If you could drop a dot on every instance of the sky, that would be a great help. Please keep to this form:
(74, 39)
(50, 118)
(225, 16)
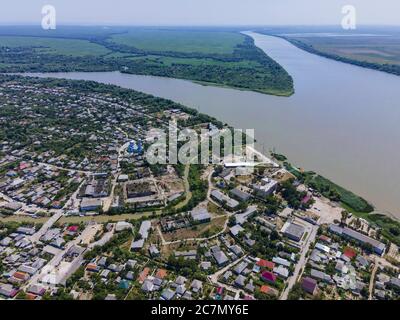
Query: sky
(201, 12)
# # # # #
• **Exercise requirements**: Scale the point coordinates in the answers of the records by 2.5, rounding each to the nearest whole number with halves rounded up. Reproduce every other line of the records unchanged, including the requests and their format samples, and leave out the pictures.

• **Written solution**:
If you could drop a dot on every instance of the sky, that would be a great help. Please keep to this form:
(74, 39)
(50, 118)
(225, 16)
Query: sky
(503, 30)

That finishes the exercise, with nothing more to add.